- **AIM OF THE EXERCISE**
Copy the data below word for word, leaving out the pictures.

- **EXERCISE MATERIALS**

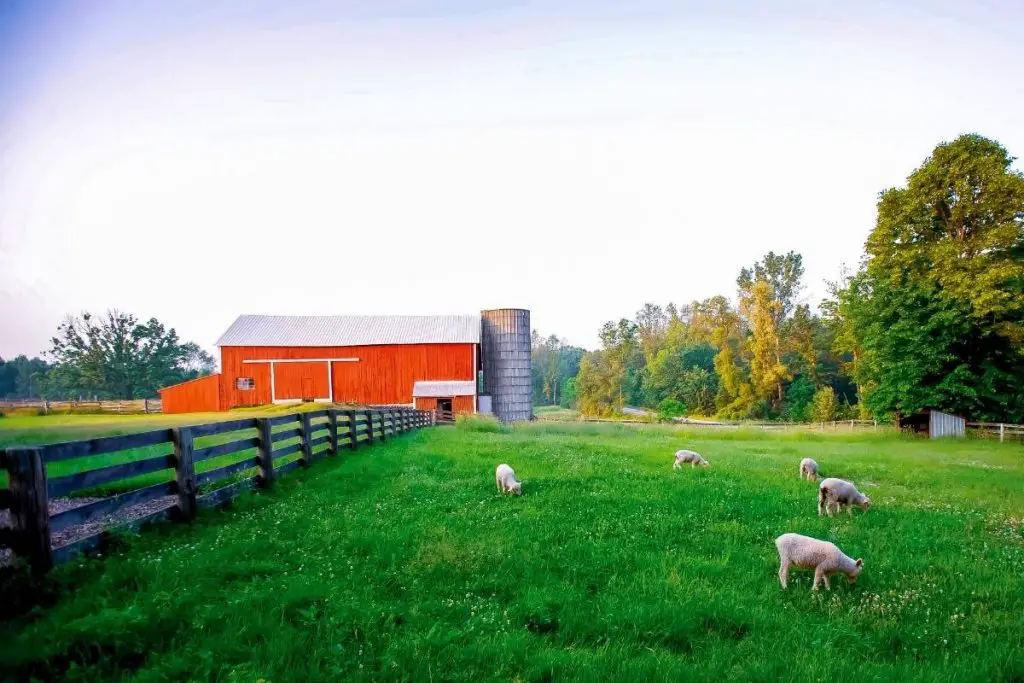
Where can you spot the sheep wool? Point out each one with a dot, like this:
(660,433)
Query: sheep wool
(690,457)
(505,478)
(824,558)
(834,494)
(808,469)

- **THE RESPONSE**
Where can you spot the sheep wool? Point out each one with a dot, like this:
(660,433)
Query: sheep wool
(690,457)
(505,478)
(824,558)
(834,494)
(808,469)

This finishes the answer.